§ Supplied text
• • • • •

Goal openai tried to achieve: Current systems are better characterized as narrow experts rather than competent generalists. We would like to move towards more general systems which can perform many tasks – eventually without the need to manually create and label a training dataset for each one.
ZeroShot behavior of GPT-2
Why pre-training language model is effective? Hypothesis is underlying generative model learns to perform many task in order to improve its language modeling capacity. The more structured attentional memory of the transformer assists in transfer compared to LSTMs.
How Zero shot prompts worked?
For summarization, they added text (article) and at the end TL;DR:
GPT-2 Focuses on recent contents from the article or confuse specific details such as how many cars were involved in the crash or whether a logo was on a hat or shirt.

• • • • •

(Dataset entries)
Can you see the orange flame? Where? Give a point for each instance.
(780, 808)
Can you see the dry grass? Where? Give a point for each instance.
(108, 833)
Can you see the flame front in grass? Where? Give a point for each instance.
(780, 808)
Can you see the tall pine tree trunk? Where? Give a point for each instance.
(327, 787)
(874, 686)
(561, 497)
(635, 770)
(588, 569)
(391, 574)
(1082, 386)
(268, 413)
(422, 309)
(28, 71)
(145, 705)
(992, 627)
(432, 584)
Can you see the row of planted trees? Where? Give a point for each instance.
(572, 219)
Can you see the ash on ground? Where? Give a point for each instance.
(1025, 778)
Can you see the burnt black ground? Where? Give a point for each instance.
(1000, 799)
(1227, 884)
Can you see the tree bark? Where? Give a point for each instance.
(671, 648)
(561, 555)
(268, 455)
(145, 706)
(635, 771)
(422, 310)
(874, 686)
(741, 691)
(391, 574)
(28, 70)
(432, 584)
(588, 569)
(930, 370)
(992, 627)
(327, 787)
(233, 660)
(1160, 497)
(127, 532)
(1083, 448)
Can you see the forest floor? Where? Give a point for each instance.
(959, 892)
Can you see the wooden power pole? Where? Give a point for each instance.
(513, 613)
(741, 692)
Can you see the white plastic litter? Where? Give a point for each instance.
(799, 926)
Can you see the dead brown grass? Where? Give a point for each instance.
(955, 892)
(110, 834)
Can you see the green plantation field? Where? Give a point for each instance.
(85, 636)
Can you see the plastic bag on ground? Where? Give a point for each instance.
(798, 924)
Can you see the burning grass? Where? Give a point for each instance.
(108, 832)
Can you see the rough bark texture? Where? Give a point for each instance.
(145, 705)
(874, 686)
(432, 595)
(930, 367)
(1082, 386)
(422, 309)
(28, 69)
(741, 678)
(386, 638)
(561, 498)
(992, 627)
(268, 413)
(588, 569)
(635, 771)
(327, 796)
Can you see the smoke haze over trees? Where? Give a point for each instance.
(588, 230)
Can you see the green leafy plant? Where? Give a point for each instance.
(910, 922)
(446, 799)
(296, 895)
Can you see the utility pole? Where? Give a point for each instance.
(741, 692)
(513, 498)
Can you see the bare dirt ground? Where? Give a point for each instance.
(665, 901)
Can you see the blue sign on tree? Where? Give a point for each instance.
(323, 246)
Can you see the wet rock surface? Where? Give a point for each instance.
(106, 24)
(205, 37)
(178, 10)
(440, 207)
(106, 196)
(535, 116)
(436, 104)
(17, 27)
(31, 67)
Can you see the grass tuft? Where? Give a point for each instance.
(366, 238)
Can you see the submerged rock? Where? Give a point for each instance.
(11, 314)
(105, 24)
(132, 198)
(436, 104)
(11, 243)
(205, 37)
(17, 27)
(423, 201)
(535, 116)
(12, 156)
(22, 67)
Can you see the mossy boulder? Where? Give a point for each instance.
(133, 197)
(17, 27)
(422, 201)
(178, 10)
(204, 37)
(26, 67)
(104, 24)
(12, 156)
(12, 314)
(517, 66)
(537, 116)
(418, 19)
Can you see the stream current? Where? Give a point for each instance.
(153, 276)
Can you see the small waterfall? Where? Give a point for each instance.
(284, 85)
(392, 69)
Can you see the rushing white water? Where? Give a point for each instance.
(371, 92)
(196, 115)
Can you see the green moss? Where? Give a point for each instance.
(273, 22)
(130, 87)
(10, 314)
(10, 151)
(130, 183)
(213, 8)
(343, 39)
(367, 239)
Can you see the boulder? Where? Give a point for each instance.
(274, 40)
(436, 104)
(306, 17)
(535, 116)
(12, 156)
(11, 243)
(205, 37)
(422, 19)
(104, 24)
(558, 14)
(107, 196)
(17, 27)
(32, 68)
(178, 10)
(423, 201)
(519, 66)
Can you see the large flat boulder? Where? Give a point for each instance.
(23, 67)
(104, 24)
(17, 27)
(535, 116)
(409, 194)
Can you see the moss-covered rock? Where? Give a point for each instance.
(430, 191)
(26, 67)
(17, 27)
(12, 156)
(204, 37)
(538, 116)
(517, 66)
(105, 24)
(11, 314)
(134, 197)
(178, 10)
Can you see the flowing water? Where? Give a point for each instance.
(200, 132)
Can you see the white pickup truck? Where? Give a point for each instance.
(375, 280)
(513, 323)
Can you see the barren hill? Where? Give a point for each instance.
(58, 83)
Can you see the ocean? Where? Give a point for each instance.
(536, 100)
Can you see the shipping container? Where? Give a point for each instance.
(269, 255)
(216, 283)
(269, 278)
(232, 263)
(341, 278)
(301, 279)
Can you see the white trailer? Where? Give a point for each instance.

• • • • •

§ Brief A
Check each statement against the GPT-2 notes. For each, answer yes or no and quote the deciding words. (i) Transformers help transfer less than LSTMs do. (ii) For summarization, TL;DR: was added at the end of the article text. (iii) Current systems are best described as competent generalists.
§ Brief B
According to the GPT-2 notes, what part of the article does GPT-2 focus on when summarizing?
§ Brief C
Rewrite everything in the GPT-2 notes from "ZeroShot behavior of" down to "compared to LSTMs.", replacing "LSTMs" with "recurrent networks".

§ Answer area A
(i) No: "The more structured attentional memory of the transformer assists in transfer compared to LSTMs."
(ii) Yes: "they added text (article) and at the end TL;DR:"
(iii) No: "Current systems are better characterized as narrow experts rather than competent generalists."

§ Answer area B
GPT-2 focuses on recent contents from the article.

§ Answer area C
ZeroShot behavior of GPT-2
Why pre-training language model is effective? Hypothesis is underlying generative model learns to perform many task in order to improve its language modeling capacity. The more structured attentional memory of the transformer assists in transfer compared to recurrent networks.